Standard Homelab Wiring (Optional Bonus)

These steps wire the Ollama LXC into the homelab stack — local DNS, HTTPS via Caddy, backups, and monitoring. Ollama is an API service with no built-in authentication, so the Caddy reverse proxy does not add security here. I set it up purely for uniformity — every service in the homelab gets a clean https://name.hake.rodeo URL, and I prefer consistency over having one oddball http://ip:port endpoint. Skip this section entirely if you do not run these services, or cherry-pick the parts that apply.

Pi-hole Local DNS Record

Open your Pi-hole admin UI and click Local DNS Records in the left sidebar.

  • Domain: ollama.hake.rodeo
  • IP Address: 10.1.20.101 (your Caddy LXC, not the Ollama LXC)

Click Add. Verify:

Verify DNS resolution
dig +short ollama.hake.rodeo @10.1.20.100

You should see 10.1.20.101.

Caddy Reverse Proxy

On the Proxmox host, enter the Caddy container:

Enter the Caddy container
pct enter 101
Open the Caddyfile
nano /etc/caddy/Caddyfile

Add the following block at the end of the file:

/etc/caddy/Caddyfile (append)
ollama.hake.rodeo {
    tls {
        dns cloudflare {env.CLOUDFLARE_API_TOKEN}
    }
    reverse_proxy 10.1.20.105:11434
}

Save with Ctrl+X, Y, Enter, then reload:

Reload Caddy
systemctl reload caddy

Verify with a quick API call:

Test the reverse proxy
curl -s https://ollama.hake.rodeo/api/tags

You should see a JSON response listing your pulled models. Other services on your network can now reach Ollama at https://ollama.hake.rodeo instead of http://10.1.20.105:11434 — both work, use whichever you prefer.

PBS Backup Job

In the Proxmox web UI, go to Datacenter > Backup, double-click your existing backup job, and tick 105 (ollama) in the VM selection list. Save.

Ollama model files are large — a single 8B model is around 5 GB, and you will probably accumulate several. These files are freely re-downloadable with ollama pull, so backing them up wastes storage and slows down every backup run. PBS supports a file called .pxarexclude that works like .gitignore — place it inside the container, and PBS will skip the matched paths during backup.

**Provided records**
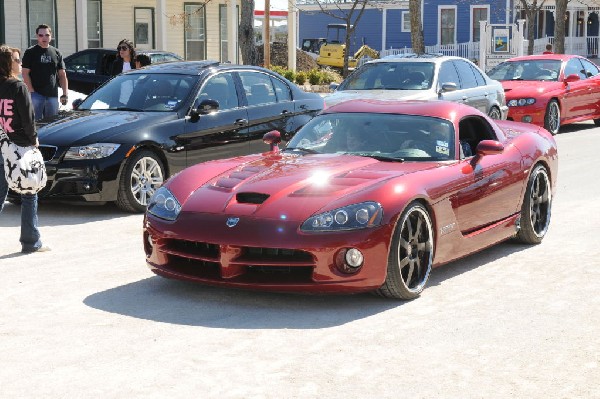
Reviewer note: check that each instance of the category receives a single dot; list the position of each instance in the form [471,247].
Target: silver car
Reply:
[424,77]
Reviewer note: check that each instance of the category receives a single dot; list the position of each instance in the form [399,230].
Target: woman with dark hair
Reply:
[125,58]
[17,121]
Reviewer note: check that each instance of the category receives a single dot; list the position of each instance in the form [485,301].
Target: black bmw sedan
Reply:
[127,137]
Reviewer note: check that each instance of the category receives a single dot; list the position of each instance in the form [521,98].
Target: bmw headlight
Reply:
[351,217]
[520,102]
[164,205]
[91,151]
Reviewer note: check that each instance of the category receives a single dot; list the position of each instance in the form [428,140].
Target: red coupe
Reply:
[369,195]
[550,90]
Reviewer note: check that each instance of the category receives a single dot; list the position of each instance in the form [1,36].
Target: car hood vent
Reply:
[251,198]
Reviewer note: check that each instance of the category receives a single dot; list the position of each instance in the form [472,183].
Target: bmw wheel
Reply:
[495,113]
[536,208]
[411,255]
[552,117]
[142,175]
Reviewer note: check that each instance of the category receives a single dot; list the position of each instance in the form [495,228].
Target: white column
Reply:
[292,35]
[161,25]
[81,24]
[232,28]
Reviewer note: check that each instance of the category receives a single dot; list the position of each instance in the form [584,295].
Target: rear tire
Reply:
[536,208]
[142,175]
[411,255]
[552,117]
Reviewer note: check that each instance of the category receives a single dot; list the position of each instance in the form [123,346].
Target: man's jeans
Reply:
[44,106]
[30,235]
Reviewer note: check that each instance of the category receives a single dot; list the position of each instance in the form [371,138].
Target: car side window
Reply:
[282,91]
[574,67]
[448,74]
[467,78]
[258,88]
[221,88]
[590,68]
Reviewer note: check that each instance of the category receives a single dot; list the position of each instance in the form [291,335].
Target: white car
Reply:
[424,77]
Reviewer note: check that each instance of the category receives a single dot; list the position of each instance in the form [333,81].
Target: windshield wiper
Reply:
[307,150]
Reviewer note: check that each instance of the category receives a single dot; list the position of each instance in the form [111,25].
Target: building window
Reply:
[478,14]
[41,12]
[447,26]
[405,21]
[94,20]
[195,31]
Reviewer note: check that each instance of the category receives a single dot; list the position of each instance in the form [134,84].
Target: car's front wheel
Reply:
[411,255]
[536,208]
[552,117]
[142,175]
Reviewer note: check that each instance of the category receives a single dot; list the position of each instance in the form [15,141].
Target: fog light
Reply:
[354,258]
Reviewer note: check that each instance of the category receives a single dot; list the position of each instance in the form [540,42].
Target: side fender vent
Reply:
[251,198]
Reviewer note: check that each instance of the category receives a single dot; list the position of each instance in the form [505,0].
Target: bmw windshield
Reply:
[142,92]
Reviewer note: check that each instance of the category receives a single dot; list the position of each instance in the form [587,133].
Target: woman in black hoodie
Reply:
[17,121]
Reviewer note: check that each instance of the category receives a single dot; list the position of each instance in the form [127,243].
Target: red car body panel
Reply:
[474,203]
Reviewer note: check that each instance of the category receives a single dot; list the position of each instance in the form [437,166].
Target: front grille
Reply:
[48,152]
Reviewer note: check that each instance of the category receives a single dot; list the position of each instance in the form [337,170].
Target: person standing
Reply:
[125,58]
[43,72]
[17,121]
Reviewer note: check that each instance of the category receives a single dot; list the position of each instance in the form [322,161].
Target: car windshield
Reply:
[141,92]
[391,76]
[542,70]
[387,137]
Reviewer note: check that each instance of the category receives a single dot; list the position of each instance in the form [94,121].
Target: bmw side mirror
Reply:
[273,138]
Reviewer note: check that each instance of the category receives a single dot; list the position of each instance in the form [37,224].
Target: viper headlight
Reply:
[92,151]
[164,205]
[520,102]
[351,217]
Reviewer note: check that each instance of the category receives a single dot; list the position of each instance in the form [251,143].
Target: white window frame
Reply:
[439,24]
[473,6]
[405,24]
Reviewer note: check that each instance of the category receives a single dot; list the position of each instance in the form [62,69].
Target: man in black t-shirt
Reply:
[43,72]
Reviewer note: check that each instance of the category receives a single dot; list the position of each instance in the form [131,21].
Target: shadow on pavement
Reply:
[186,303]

**Exercise description**
Do these statements agree with the homelab wiring section? Answer yes or no for each and quote the words from the section that decide it.
1. The Caddy reverse proxy makes Ollama more secure.
2. The Pi-hole local DNS record should point to the IP address of the Ollama LXC.
3. One 8B Ollama model takes up about 5 GB.
Use only the homelab wiring section for your answers.

**Task result**
1. No: "the Caddy reverse proxy does not add security here"
2. No: "10.1.20.101 (your Caddy LXC, not the Ollama LXC)"
3. Yes: "a single 8B model is around 5 GB"